» PROBLEM REQUIREMENTS
Reproduce the records starting at the line that contains "white chest, one" and running to the last line, exactly and in full.

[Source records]

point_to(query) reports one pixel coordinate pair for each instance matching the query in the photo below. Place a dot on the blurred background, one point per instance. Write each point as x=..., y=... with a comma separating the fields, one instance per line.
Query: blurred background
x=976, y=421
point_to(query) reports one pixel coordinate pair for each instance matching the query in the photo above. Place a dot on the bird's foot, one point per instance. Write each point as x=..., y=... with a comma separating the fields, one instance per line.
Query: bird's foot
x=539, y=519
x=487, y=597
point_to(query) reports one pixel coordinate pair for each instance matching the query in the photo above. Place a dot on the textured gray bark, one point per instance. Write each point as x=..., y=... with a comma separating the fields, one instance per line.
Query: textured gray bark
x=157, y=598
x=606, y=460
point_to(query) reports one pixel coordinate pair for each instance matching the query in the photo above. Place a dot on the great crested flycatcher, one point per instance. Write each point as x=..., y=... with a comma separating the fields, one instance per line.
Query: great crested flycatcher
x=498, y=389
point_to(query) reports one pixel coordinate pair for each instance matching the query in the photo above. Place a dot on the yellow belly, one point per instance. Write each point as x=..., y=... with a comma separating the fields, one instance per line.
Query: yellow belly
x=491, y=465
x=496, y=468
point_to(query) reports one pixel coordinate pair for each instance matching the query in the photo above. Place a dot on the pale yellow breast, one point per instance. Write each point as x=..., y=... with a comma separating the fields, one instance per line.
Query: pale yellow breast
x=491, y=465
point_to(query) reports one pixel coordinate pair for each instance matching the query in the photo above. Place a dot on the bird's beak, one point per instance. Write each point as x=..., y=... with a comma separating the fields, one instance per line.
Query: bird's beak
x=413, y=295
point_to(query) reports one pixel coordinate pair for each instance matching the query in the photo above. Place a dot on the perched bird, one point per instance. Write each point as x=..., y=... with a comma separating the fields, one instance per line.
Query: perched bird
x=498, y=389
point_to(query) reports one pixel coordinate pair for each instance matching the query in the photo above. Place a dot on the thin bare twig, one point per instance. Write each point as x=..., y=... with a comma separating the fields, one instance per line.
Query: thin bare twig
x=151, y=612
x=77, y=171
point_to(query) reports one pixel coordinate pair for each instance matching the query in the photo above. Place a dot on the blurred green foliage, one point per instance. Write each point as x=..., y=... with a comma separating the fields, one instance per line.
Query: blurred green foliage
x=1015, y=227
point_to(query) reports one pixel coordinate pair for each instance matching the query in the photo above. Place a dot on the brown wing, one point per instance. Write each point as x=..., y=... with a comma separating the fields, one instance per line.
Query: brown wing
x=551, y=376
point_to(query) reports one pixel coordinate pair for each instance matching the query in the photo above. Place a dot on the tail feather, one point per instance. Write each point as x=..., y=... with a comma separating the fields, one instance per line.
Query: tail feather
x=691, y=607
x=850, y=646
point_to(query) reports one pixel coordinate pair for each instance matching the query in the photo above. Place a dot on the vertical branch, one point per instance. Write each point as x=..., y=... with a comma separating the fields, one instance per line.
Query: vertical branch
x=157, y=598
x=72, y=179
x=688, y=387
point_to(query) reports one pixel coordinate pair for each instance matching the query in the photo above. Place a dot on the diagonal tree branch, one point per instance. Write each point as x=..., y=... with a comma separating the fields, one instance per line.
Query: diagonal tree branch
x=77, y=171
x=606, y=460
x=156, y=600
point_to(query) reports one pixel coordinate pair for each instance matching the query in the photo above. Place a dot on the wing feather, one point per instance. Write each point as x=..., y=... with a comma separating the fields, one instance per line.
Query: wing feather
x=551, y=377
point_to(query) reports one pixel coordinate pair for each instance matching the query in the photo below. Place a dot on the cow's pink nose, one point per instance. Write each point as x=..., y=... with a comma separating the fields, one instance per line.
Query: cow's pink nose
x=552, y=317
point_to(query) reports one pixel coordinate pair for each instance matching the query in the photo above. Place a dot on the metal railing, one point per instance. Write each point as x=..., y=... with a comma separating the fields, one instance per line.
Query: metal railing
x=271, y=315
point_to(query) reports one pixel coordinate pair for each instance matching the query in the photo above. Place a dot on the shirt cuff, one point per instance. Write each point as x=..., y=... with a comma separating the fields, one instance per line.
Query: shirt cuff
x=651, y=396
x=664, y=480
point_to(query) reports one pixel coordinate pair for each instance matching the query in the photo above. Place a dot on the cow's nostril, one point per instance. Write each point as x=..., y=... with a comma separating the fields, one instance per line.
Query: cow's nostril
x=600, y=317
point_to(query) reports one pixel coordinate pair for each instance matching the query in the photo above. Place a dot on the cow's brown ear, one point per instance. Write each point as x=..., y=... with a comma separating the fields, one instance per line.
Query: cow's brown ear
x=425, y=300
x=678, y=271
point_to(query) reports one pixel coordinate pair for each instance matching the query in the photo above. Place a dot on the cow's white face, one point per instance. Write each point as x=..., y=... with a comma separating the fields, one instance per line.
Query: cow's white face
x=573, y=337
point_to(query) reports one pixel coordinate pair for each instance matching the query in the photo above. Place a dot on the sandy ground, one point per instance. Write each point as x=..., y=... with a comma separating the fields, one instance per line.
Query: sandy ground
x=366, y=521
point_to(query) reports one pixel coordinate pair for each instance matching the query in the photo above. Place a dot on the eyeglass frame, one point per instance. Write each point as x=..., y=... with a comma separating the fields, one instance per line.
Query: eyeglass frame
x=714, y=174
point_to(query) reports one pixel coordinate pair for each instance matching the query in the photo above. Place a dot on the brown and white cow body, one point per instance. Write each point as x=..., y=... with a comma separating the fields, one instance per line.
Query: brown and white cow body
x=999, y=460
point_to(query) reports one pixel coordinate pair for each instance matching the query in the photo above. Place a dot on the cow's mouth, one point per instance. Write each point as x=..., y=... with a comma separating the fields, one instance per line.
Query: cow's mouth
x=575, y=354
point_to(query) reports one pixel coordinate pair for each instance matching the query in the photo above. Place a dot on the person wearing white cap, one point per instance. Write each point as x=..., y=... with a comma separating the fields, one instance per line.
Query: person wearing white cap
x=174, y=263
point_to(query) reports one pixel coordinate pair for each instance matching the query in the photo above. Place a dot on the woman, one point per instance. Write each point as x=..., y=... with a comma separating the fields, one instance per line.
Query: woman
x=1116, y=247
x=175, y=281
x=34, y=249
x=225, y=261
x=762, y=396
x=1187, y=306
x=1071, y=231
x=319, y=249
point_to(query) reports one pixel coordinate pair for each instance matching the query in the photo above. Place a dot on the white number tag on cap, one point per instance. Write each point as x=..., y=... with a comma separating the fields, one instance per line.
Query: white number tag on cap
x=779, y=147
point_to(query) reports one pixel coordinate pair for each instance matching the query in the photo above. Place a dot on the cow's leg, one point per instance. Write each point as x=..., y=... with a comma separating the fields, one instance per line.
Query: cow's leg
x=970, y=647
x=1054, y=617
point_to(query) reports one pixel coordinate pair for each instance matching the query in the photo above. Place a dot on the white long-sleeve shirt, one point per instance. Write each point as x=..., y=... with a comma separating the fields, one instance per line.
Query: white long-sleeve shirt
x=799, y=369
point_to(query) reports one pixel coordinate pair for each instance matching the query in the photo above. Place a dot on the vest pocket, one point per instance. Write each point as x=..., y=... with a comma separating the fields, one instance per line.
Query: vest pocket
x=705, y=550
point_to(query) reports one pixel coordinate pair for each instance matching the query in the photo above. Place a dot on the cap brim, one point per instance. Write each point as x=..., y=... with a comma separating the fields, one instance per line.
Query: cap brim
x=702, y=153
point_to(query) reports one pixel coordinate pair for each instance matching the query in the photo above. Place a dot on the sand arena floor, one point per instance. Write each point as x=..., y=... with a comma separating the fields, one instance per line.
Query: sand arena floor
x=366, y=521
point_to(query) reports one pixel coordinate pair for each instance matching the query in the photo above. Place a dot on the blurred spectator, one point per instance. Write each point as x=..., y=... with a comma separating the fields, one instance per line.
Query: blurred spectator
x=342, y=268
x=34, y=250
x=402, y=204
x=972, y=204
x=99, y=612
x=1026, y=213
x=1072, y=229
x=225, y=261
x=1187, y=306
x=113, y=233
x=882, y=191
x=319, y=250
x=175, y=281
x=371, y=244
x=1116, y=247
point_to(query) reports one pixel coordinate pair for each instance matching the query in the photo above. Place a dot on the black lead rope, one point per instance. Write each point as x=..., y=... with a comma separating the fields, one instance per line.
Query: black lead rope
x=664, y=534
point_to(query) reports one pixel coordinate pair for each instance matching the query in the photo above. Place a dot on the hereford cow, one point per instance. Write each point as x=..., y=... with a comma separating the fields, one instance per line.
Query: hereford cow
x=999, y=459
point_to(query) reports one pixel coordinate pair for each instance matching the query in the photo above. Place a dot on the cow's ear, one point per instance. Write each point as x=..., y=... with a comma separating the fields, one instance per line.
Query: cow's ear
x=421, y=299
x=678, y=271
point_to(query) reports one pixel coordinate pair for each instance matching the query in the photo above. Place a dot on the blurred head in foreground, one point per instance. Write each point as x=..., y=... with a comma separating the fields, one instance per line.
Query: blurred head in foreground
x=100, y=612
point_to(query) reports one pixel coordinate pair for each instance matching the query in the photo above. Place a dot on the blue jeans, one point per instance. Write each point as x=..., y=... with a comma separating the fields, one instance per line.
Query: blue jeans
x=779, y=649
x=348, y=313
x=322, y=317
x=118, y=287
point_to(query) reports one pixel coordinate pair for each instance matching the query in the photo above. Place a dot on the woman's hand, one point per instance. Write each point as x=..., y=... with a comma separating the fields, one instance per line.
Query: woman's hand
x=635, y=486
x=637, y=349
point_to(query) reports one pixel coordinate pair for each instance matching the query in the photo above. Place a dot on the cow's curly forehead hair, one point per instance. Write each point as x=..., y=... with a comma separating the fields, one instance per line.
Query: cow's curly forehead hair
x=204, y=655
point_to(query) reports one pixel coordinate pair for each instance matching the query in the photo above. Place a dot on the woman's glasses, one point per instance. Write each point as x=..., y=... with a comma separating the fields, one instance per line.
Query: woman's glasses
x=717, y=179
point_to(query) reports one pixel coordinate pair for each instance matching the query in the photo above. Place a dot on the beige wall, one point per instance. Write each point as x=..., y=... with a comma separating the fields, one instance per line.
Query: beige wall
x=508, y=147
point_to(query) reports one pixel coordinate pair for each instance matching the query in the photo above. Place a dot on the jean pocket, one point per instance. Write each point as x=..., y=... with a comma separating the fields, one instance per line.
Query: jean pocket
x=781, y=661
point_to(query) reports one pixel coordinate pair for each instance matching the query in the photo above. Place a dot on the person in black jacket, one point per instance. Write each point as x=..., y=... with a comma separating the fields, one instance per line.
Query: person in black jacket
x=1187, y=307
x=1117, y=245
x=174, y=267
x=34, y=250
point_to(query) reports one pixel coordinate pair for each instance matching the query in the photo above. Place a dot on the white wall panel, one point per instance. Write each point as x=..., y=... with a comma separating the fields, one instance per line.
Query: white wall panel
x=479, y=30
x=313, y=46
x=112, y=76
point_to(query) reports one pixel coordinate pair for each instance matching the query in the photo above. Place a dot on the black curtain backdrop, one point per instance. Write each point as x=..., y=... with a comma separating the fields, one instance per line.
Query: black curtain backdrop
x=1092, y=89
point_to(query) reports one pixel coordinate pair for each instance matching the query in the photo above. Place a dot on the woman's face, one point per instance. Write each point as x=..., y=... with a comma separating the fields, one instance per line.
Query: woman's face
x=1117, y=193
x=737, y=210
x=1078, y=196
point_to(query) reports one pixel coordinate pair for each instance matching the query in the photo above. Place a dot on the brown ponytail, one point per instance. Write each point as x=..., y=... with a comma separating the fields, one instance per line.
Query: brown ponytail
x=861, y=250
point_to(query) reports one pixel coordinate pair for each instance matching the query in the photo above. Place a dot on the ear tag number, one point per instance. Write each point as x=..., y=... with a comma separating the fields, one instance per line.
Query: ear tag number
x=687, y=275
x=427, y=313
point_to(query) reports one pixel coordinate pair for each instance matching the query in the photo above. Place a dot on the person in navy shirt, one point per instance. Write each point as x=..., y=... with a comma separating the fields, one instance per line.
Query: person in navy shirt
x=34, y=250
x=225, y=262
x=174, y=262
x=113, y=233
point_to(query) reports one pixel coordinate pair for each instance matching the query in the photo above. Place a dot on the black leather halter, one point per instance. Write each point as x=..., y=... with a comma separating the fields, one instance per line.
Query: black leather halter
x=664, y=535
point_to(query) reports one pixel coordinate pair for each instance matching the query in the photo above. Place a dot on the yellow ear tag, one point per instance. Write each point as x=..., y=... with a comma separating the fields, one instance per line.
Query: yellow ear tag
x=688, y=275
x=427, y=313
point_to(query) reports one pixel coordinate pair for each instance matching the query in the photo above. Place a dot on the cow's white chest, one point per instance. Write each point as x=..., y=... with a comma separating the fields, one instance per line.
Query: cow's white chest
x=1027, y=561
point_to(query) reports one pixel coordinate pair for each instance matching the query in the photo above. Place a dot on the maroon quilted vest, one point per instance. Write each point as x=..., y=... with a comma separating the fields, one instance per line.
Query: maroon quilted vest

» ANSWER BELOW
point_to(query) reports one pixel coordinate pair for each instance matching the query in the photo above. Place a dot on the cow's white chest, one point per instance. Write each point as x=..., y=... with a comma separating the fields, one instance per line.
Query: cow's white chest
x=1027, y=561
point_to(query) reports one pixel coordinate pair for each instance matching the query in the photo above. Place a dot on the maroon quilted vest, one point per instance. Write each point as x=..., y=... with a comma separating the fields, one instance per line.
Query: maroon quilted vest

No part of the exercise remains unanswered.